/---

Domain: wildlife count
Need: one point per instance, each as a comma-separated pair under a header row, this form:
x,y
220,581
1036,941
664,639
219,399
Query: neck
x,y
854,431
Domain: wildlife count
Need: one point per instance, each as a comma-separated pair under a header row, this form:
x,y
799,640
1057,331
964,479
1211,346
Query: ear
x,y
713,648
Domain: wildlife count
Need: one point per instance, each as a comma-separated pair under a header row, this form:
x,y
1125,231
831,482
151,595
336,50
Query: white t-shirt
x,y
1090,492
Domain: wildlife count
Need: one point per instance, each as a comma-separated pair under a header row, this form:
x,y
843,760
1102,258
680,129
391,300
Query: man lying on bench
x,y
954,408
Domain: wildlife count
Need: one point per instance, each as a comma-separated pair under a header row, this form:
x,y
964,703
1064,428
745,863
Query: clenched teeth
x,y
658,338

\---

§ Work instructions
Write out again every entry above, exactly as given.

§ Task output
Domain: wildlife count
Need: one point per instance, each as a comma-separated pair under a header row, this form:
x,y
220,581
1036,941
664,639
219,399
Query: neck
x,y
854,431
Domain: wildlife count
Need: one point per instance, each as a comma-separated pair under a header row, this form:
x,y
799,640
1057,331
964,479
1211,346
Query: ear
x,y
713,648
Domain: wildlife count
Need: one point per instance, each as a comma-separated pair under a header row, this form:
x,y
1125,231
831,482
151,595
336,50
Query: white t-shirt
x,y
1090,492
Domain: wildlife count
Need: one point per instance, each as a comma-separated pair under a header row, this form:
x,y
843,760
1102,258
680,129
391,300
Query: man lying on bench
x,y
954,408
Domain: wildlife count
Need: one point per instance, each as a comma-separated pair under a header row, this form:
x,y
964,703
1064,428
745,863
Query: clenched teeth
x,y
658,338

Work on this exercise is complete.